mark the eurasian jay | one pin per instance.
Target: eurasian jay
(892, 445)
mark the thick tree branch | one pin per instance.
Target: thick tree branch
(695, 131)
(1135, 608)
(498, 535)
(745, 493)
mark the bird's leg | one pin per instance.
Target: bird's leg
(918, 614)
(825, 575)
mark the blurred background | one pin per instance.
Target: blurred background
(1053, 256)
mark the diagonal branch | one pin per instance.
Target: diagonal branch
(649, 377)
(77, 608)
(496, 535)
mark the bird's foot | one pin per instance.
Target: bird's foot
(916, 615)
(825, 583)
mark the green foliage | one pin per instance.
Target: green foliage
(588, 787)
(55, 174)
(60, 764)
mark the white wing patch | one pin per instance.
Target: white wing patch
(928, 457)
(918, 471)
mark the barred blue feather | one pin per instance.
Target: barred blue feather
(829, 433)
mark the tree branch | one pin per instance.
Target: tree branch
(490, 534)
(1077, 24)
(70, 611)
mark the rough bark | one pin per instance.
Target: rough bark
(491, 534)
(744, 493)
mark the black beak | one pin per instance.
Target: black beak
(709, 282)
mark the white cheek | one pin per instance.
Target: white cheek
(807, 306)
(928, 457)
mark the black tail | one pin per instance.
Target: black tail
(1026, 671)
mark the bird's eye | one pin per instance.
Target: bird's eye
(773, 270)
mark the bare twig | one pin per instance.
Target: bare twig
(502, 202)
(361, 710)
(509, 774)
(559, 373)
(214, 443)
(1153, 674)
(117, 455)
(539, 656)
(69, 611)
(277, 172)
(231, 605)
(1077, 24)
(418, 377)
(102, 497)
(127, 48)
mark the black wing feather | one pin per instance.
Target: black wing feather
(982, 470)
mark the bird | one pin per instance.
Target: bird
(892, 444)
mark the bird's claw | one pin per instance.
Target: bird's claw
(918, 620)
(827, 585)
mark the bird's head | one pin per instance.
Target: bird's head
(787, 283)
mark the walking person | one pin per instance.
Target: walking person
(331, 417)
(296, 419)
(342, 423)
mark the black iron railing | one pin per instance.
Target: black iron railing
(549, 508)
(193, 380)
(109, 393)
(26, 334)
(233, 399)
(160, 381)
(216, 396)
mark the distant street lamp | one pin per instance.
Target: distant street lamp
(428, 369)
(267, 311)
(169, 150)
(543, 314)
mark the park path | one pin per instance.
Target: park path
# # # # # # #
Locate the word "park" in the records above, and return each line that has it.

◆ **WRITTEN RESPONSE**:
mark the park path | one pin per instance.
Target: park path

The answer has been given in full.